Requirement a -
Do these statements agree with the passage on fair distribution below? For each, answer yes or no and quote the exact words of the passage that decide it.
(i) In the passage, welfare rather than wealth is the subject of thought.
(ii) A child may have an equal right to welfare with his father.
(iii) Distribution of wealth includes the subjects of charity.

Chapter XVII. General Principles Of Fair Distribution.

Wealth distributed, not welfare.—In considering the principles of fair distribution among all the parties contributing to production of wealth, it is necessary to remember that wealth and not welfare is the subject of thought. A child may have equal right to welfare with his father, but cannot in any sense have equal ownership of wealth. The welfare of a complete imbecile may be the care of the state, but he can in no sense control wealth. Distribution of wealth cannot, therefore, include the subjects of charity, but must be confined to a study of the natural relations between individual owners of wealth or individual contributors to production, which make control of a portion of accumulated wealth essential to individual welfare.

Data rows -
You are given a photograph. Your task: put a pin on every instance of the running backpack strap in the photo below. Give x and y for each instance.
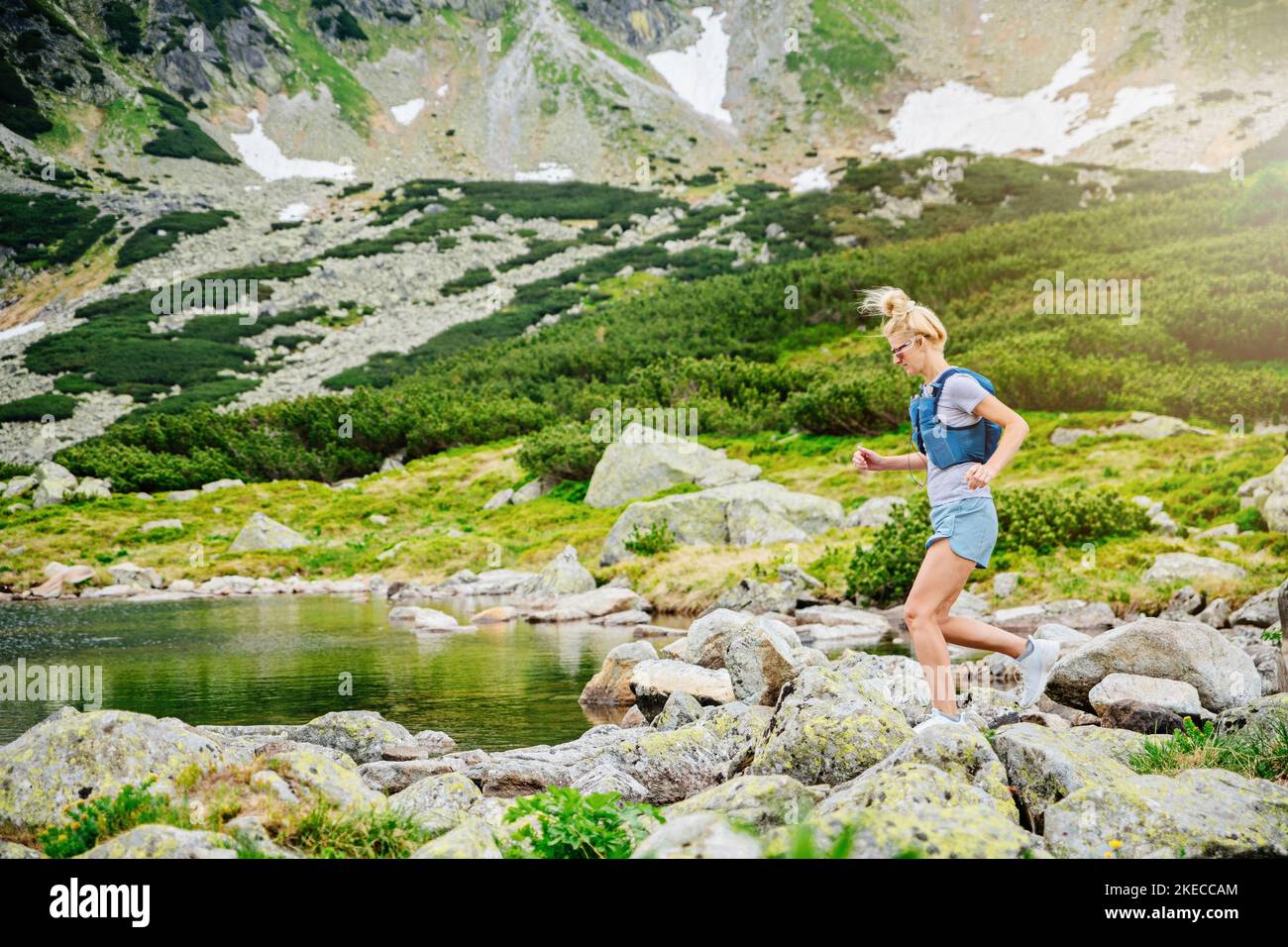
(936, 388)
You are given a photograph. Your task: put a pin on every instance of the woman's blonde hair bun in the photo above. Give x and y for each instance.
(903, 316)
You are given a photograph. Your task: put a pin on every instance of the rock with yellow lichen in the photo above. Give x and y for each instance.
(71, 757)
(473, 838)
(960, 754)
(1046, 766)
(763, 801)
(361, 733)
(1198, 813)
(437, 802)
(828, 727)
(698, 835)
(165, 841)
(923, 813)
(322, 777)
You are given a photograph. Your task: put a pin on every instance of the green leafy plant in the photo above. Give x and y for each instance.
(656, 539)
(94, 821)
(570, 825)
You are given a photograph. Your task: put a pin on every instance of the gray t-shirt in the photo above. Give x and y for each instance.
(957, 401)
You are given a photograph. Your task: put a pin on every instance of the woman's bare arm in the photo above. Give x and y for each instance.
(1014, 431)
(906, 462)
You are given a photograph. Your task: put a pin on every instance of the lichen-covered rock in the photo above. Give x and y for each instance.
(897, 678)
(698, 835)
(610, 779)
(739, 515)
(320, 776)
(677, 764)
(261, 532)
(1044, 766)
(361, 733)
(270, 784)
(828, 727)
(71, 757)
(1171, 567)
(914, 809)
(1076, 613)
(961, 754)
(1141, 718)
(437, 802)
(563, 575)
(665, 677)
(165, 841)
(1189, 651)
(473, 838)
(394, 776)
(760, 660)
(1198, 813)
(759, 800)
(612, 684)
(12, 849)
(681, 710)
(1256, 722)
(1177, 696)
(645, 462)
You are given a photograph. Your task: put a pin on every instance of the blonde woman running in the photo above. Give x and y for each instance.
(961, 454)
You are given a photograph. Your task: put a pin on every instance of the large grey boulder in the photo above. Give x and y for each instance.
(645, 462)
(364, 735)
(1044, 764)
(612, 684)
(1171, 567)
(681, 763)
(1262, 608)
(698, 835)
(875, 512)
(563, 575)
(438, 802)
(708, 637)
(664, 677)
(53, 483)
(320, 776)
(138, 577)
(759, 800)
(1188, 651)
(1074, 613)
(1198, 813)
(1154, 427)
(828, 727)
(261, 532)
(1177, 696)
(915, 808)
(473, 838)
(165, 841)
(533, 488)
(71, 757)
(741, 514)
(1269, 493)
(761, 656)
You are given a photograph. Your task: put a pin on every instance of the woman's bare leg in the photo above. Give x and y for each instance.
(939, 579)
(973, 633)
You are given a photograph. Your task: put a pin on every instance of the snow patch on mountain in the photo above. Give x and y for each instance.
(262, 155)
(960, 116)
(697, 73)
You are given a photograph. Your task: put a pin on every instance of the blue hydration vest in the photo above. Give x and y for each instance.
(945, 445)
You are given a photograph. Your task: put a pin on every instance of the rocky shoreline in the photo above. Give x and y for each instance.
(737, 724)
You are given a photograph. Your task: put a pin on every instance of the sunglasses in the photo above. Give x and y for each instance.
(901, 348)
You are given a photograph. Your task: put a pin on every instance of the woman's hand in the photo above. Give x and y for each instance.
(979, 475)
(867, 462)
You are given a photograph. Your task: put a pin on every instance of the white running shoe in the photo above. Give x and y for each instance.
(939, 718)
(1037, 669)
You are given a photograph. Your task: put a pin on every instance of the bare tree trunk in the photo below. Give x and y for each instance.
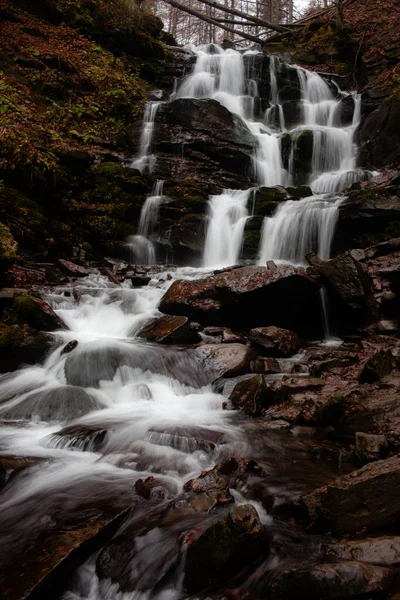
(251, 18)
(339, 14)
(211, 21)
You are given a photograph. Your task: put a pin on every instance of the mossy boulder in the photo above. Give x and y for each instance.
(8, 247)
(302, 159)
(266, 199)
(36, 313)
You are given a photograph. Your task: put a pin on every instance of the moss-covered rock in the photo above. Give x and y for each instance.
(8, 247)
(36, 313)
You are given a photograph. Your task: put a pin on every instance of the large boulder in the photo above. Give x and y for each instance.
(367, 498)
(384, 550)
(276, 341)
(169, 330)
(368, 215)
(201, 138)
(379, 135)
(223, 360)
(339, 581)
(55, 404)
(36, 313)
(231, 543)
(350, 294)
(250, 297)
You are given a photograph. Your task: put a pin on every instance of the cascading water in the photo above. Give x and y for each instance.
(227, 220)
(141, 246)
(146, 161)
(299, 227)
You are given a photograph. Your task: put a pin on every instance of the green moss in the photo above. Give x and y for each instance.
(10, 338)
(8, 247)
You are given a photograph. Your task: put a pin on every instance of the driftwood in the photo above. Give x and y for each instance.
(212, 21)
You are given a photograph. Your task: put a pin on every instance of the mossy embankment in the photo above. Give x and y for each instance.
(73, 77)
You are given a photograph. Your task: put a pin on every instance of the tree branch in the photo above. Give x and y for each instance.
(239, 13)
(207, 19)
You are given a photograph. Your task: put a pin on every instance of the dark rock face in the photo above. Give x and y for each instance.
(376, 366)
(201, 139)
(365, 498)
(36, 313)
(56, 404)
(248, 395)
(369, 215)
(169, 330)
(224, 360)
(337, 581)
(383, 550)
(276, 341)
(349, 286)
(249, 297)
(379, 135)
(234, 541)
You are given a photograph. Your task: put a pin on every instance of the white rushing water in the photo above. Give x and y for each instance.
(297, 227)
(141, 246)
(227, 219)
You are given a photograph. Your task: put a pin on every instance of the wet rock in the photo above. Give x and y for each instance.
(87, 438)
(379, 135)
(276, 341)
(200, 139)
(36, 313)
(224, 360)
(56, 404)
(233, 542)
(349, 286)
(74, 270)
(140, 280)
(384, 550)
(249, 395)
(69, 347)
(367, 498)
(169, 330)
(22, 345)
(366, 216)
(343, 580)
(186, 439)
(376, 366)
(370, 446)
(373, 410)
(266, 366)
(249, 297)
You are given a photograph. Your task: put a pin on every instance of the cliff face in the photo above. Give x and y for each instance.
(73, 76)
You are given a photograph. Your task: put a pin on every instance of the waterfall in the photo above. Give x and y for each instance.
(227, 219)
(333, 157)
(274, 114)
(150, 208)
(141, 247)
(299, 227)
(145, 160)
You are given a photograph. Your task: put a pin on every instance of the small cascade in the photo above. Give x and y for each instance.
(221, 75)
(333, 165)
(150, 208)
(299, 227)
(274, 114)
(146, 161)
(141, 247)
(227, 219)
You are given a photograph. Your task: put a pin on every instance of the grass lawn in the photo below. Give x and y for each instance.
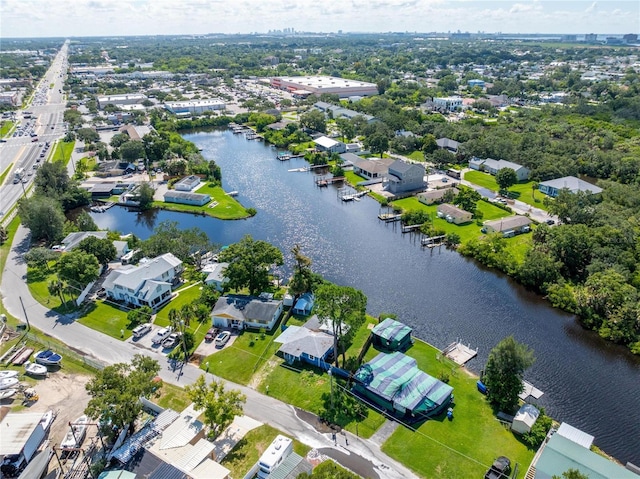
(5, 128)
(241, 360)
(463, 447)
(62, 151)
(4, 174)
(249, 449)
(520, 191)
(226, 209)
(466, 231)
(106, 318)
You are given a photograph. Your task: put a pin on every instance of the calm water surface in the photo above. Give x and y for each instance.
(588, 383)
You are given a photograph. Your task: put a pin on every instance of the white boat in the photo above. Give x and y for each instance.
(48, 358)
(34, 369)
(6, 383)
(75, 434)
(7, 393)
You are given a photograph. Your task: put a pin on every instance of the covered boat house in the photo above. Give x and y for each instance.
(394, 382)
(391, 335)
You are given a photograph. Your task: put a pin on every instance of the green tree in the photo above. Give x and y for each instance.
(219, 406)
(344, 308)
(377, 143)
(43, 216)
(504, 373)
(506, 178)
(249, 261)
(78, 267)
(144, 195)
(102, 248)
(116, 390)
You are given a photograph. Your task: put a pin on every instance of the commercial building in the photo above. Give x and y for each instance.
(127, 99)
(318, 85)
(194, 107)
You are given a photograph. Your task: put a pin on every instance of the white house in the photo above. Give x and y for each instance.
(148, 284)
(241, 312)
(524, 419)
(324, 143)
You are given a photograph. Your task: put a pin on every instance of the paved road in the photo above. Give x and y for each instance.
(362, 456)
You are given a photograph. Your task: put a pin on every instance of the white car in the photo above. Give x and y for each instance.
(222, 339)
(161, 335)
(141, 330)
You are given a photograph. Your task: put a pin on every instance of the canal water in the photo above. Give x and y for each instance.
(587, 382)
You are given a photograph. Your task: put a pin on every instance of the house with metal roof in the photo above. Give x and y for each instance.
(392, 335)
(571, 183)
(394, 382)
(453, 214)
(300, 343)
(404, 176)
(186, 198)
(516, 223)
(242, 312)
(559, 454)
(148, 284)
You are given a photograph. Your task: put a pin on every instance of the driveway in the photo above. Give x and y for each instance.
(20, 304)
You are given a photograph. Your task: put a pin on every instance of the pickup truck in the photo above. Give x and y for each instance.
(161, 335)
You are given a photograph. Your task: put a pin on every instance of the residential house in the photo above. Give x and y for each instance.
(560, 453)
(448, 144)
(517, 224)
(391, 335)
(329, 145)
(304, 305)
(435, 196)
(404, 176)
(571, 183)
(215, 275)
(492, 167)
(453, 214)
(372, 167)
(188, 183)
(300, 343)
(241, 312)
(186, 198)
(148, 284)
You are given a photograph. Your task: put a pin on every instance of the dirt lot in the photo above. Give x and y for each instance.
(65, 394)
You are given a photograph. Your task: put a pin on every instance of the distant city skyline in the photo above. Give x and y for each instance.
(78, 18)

Requirement b - What does the part of the records above read, from the line containing "of the driveway" through the end of the records? Print it line for line with both ends included.

Solution a -
(i) No: "wealth and not welfare is the subject of thought"
(ii) Yes: "A child may have equal right to welfare with his father"
(iii) No: "Distribution of wealth cannot, therefore, include the subjects of charity"

Solution b -
You are given a photograph. Your task: put a pin on every instance of the driveway in the photo above. Give x and y for each instance.
(20, 304)
You are given a photograph. Your task: put a pin on every instance of the pickup truck in the photo above. Give x and y for each instance.
(161, 335)
You are given a photograph. Your task: put a pin on every instance of the residential house in the photo above. Give x and y for each instance.
(560, 453)
(448, 144)
(517, 224)
(391, 335)
(329, 145)
(304, 305)
(435, 196)
(404, 176)
(571, 183)
(215, 275)
(492, 167)
(453, 214)
(372, 167)
(188, 183)
(300, 343)
(241, 312)
(186, 198)
(148, 284)
You are given a photograph. Your task: put a pin on every instance of the dirt lot in the photo above. Give x and y for each instance.
(65, 394)
You are given a photograph. Your task: put a pin on every instance of the distant city skyline in the photo above. Give x and y for each instance.
(78, 18)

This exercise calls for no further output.